Stated goal → Retype the rows below verbatim, starting at the first row and continuing through the line containing "(512, 891), (660, 917)".

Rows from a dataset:
_ _ _ _ _

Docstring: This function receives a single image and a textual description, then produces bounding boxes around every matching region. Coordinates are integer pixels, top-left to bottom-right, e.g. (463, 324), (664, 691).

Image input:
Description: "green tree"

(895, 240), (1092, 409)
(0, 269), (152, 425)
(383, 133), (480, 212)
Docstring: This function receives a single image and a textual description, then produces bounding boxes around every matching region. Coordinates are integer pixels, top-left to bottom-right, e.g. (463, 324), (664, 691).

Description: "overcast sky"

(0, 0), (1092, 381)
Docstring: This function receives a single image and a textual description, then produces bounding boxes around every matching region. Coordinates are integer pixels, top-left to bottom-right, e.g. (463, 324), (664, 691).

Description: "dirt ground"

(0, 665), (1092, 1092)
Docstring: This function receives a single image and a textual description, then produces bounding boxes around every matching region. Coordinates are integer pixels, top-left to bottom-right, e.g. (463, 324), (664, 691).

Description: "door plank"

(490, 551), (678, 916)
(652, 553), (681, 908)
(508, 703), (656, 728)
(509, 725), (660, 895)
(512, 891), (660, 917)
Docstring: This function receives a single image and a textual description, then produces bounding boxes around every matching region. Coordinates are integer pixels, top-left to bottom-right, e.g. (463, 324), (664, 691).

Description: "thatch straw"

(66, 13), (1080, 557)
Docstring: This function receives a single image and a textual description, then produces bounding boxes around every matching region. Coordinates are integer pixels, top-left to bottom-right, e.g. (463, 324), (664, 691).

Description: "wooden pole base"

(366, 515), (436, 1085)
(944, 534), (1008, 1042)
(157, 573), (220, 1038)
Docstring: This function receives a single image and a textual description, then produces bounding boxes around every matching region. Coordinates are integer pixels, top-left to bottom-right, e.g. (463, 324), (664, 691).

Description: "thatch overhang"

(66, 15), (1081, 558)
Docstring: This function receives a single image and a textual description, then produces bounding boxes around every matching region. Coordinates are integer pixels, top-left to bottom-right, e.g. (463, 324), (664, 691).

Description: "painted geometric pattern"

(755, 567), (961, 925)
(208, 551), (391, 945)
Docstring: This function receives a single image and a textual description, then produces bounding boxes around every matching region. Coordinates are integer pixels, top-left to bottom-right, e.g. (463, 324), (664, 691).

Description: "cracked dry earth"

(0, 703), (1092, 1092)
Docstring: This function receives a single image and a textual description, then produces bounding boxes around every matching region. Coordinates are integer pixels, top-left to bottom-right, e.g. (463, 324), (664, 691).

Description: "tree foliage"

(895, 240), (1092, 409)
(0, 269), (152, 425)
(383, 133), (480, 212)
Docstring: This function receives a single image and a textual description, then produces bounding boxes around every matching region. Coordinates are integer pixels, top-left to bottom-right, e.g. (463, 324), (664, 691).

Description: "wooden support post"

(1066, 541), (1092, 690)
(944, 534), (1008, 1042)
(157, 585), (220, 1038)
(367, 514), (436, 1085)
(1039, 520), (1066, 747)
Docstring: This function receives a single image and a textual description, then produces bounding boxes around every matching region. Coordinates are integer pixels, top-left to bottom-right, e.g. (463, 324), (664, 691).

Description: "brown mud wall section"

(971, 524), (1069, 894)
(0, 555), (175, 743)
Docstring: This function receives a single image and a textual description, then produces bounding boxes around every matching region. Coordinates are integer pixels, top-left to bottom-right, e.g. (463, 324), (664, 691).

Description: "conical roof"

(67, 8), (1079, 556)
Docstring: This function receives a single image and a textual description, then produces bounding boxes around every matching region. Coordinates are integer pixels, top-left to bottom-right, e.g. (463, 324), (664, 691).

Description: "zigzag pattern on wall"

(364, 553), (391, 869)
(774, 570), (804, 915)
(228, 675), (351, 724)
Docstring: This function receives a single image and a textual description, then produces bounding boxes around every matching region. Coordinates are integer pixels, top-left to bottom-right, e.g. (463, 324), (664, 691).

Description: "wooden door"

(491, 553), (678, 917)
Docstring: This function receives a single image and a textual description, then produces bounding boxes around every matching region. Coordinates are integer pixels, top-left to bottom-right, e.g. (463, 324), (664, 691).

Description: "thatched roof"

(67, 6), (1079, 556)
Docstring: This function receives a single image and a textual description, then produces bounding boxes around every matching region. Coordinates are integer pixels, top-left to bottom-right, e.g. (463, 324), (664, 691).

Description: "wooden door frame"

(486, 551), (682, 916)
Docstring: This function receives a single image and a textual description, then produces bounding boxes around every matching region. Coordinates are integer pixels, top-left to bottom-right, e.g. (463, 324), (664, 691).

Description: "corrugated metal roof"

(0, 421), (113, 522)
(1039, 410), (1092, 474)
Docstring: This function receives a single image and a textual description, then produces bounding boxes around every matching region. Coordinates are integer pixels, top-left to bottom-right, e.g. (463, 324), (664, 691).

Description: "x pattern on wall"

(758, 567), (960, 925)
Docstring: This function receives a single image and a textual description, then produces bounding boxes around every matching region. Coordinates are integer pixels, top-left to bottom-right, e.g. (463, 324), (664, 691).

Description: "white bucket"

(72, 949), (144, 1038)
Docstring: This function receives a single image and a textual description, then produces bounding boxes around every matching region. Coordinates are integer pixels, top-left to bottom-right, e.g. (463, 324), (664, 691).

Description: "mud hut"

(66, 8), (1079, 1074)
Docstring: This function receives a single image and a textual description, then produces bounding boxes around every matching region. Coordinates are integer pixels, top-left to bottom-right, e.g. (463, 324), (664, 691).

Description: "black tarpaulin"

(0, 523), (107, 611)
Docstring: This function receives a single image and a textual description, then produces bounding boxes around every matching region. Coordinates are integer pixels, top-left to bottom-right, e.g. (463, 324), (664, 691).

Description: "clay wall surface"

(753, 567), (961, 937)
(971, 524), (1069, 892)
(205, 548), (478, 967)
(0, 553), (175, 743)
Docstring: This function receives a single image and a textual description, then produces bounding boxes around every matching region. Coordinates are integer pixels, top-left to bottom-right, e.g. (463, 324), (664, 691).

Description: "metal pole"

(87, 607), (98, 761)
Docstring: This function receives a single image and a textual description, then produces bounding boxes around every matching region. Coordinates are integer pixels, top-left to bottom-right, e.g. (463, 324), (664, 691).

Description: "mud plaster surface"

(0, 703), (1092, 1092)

_ _ _ _ _

Solution for this problem →
Docstring: This function receives a single image and a textual description, then produces bounding boxes around every matching region. Coordinates are integer pixels, top-left to bottom-right, e.g. (463, 324), (664, 691).

Image input:
Description: "green tree"

(895, 240), (1092, 409)
(0, 269), (152, 425)
(383, 133), (480, 212)
Docstring: This function receives a single image and a textual description, then produces bounding boxes around every matching region. Coordinates are integer pixels, top-left to bottom-right, e.g. (463, 324), (664, 691).

Description: "overcast sky"

(0, 0), (1092, 381)
Docstring: This function receives a single image and a textual description, then produces bounding boxes around every matching region. Coordinates are integer pixels, top-left to bottom-right, e.g. (463, 324), (664, 691).

Description: "dirt ground"

(0, 665), (1092, 1092)
Docstring: This function receives a single image and a textual description, then produces bounding boxes around every matching region. Coordinates are integer pixels, top-left to bottom-right, e.g. (463, 324), (664, 691).

Description: "door plank"

(490, 551), (678, 916)
(652, 553), (681, 908)
(508, 703), (656, 728)
(509, 725), (660, 895)
(512, 891), (660, 917)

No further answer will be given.